* **Set task**
The listing below is to be output in its exact form.

* **Material shown**

★ ★ ★ ★ ★ ★ ★

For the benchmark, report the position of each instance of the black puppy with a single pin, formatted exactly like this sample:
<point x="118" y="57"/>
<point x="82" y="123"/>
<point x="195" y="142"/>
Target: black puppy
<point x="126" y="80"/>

★ ★ ★ ★ ★ ★ ★

* **Complete answer**
For the benchmark, report the position of each instance of the black puppy with a single pin, formatted exactly like this sample:
<point x="118" y="57"/>
<point x="82" y="123"/>
<point x="195" y="142"/>
Target: black puppy
<point x="126" y="80"/>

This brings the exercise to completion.